Image of eloping couple. 1815

Image of eloping couple. 1815

This piece of information about Lydia sets in motion, literally, a series of coach journeys and desperate searchings that rivals anything Steve McQueen or Michael Caine partook of.

Michael Caine: Nuts to your watches! You just be at the Piazza at a quarter to..
Steve McQueen: Look, you work your side of the street, and I’ll work mine.
Det. Insp. Jack Regan: Remember, no guns unless they use ’em.

Mr Gardner and Mr Bennett walking the streets of London, searching for Wickham and Lydia could well have used lines like those. What needs to be said, what needs to be done, never changes whatever century, don’t you think?

“…and all three being actuated by one spirit, every thing relating to their journey was speedily settled. They were to be off as soon as possible.”

Coach travel

Coach travel

And so Mr and Mrs Gardner and Lizzie Bennett sped south to Longbourn at the hair-raising speed of 10 miles per hour or more, on the occasion of increased velocity being achieved when long flat straight roads presented themselves; jolted and tossed about, no doubt, like three potatoes in a sack.

But Lydia and Wickham were as devious and cunning as any mafia on the streets of Naples, or ruthless bank robbers from the East End of London or murderous killers off the dangerous streets of San Francisco. Gretna Green was, dare I say, a red herring. They spread rumours, gasp, horror; they planned and they plotted, they predicted and they saw clearly with their crazed, devious minds thinking out brilliantly, their next move. They lived the heady adrenalin pumped life of criminals on the run.

Mr Bennett “… did trace them easily to Clapham, but no farther; for on entering that place they removed into a Hackney coach and dismissed the chaise that brought them from Epsom.”

Oh gosh and golly, what subterfuge, what dastardly cunning. They actually changed from a chaise to a hackney coach.The evil mind games of those criminals. But they were hunted, yes, hunted, by Mr Bennett, he, a wily, ruthless backwoodsman who once he smelled the scent of his prey cannot, will not, be put off his quest. Mrs Bennett was right to be desperate in her concerns,

And now here’s Mr Bennett gone away and I know he will fight Wickham, wherever he meets him, and then he will be killed, and what is to become of us all?”.

Popeye Doyle himself could not compete with Mr Bennett surely in his ruthless endeavour

 The son of a bitch is here. I saw him. I’m gonna get him.”

But our Mr Bennett in his utter, focused, desperate determination can but say,

“Who should suffer but myself? It has been my own doing, and I ought to feel it.”

Good gracious, the man is a titan of hot-blooded aggression. Surely nothing can prevail? Wickham has met his match.

epsom

Epsom Watch House & Clock c1840 from Dugdale’s England & Wales
Image courtesy of Surrey Libraries and is held in the
Epsom & Ewell Local And Family History Centre

Elizabeth was desperate to know what lengths, what depths her father would go to retrieve his wayward daughter, her very own sister.

• _ROWS_:
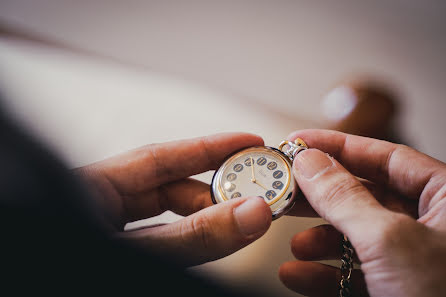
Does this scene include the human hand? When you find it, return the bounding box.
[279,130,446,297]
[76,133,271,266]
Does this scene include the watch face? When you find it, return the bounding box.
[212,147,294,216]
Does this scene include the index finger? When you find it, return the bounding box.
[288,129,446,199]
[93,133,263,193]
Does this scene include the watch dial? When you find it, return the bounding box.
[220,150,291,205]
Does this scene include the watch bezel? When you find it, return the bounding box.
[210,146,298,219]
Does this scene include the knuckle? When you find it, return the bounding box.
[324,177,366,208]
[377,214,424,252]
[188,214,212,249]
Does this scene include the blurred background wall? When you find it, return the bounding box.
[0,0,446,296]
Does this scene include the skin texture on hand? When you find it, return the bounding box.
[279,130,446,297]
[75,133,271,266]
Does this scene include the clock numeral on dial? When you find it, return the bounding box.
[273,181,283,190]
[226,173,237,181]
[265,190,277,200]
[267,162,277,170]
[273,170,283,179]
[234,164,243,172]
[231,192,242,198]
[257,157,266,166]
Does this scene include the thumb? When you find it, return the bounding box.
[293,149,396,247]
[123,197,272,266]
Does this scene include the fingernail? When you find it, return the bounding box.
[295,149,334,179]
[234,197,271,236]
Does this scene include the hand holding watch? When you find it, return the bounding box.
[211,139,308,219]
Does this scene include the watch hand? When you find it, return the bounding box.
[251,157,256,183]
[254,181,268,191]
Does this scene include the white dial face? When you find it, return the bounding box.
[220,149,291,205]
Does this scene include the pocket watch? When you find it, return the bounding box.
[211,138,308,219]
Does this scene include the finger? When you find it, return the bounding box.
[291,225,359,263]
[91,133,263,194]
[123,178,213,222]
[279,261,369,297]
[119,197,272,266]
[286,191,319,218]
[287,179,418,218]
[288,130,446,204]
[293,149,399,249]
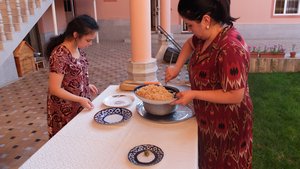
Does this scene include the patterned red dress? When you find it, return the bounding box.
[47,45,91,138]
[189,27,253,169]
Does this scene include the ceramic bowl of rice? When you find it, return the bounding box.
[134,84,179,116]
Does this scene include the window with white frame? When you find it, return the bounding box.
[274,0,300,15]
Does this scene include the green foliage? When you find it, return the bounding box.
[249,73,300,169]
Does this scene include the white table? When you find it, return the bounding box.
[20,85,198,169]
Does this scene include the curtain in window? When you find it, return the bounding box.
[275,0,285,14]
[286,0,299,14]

• _EXERCISES_:
1. In the elopement post, what is the farthest place to which Mr Bennett could trace Lydia and Wickham?
2. Transcribe the stretch of the elopement post from "This piece of" through "I’ll work mine.".
3. In the elopement post, which names appear as speakers of the three quoted lines that follow the mention of Steve McQueen and Michael Caine?
The material is separate from the elopement post and unrelated to it.

• _WRITTEN RESPONSES_:
1. Clapham.

2.
This piece of information about Lydia sets in motion, literally, a series of coach journeys and desperate searchings that rivals anything Steve McQueen or Michael Caine partook of.

Michael Caine: Nuts to your watches! You just be at the Piazza at a quarter to..
Steve McQueen: Look, you work your side of the street, and I’ll work mine.

3.
Michael Caine
Steve McQueen
Det. Insp. Jack Regan